* Objective
Rewrite the listing below, replacing "target" with "object" everywhere it occurs and keeping everything else the same.

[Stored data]
---------------
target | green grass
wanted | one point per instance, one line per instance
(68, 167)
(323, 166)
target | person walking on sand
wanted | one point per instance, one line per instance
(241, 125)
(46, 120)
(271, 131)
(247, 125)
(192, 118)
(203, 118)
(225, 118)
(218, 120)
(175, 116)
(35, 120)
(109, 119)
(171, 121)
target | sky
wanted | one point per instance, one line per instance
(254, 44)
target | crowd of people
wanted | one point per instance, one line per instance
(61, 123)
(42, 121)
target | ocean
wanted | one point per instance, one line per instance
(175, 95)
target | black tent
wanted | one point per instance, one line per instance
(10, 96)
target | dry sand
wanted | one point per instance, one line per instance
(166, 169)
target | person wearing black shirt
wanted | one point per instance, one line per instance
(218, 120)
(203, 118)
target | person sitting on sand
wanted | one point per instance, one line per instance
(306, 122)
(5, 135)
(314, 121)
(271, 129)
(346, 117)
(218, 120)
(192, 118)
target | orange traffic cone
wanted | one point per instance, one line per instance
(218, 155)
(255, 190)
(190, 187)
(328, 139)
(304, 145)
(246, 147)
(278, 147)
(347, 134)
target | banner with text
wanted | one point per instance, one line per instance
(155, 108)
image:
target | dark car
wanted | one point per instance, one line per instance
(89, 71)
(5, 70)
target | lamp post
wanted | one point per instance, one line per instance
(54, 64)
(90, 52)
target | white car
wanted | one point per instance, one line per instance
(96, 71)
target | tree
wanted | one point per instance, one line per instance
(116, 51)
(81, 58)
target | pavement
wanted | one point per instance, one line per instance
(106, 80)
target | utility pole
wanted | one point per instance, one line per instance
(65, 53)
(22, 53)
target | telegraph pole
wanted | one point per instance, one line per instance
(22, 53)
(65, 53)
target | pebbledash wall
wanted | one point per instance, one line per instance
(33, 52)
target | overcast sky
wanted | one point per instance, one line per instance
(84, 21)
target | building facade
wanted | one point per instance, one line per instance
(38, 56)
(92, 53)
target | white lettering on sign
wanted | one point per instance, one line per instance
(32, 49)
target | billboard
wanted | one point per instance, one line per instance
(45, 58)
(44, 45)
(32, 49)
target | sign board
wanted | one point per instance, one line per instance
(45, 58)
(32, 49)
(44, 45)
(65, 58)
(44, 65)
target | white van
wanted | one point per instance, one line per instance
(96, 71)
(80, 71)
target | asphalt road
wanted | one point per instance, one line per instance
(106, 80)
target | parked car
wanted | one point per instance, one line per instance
---------------
* Full response
object | green grass
wanted | one point per instance, one line per instance
(68, 167)
(323, 166)
object | person walking on sand
wanted | one point per instance, one line per instance
(241, 125)
(46, 120)
(271, 131)
(247, 125)
(192, 118)
(203, 118)
(225, 118)
(218, 120)
(175, 116)
(35, 120)
(109, 119)
(171, 121)
object | sky
wanted | one point per instance, one line per instance
(254, 44)
object | crowd of people
wanted | one point per instance, one line per instance
(61, 123)
(42, 121)
object | ocean
wanted | one point per instance, one line per instance
(175, 95)
object | black tent
wanted | one point per instance, one line per instance
(10, 96)
object | dry sand
wanted | one point per instance, one line per instance
(166, 169)
object | person wearing black shirt
wanted | one point per instance, one line per instance
(218, 120)
(203, 118)
object | person sitting on sand
wanted | one point per instance, one line per instance
(306, 122)
(5, 135)
(314, 121)
(271, 129)
(346, 117)
(218, 120)
(192, 118)
object | orange traffic cone
wanted | one point per instance, one line per instance
(218, 155)
(255, 190)
(190, 187)
(328, 139)
(304, 145)
(246, 147)
(278, 147)
(347, 134)
object | banner with text
wanted | one point per instance, one line per instance
(155, 108)
image:
object | dark car
wanted | one point per instance, one line per instance
(89, 71)
(5, 70)
object | lamp post
wanted | one point per instance, one line per instance
(54, 64)
(90, 52)
object | white car
wanted | one point per instance, one line per instance
(96, 71)
object | tree
wanted | one point per instance, one line per instance
(116, 51)
(81, 58)
object | pavement
wanted | one point per instance, one line per instance
(106, 80)
object | utility pole
wanted | one point per instance, one line per instance
(65, 53)
(22, 53)
object | telegraph pole
wanted | one point per instance, one line per instance
(22, 53)
(65, 53)
object | pebbledash wall
wanted | one point per instance, one line per instance
(33, 52)
object | overcast sky
wanted | one point per instance, one line per instance
(84, 21)
object | building facade
wanted | one point per instance, one line per instance
(38, 56)
(92, 53)
object | white lettering on sign
wanted | one point per instance, one line per instance
(32, 49)
object | billboard
wanted | one point per instance, one line per instance
(45, 58)
(44, 45)
(32, 49)
object | sign board
wanted | one point per instance, one line per instance
(45, 58)
(32, 49)
(44, 45)
(65, 58)
(44, 65)
object | white van
wanted | one point per instance, one line per instance
(96, 71)
(80, 71)
object | asphalt road
wanted | one point per instance, one line per instance
(106, 80)
object | parked car
wanted | one point per instance, one line per instance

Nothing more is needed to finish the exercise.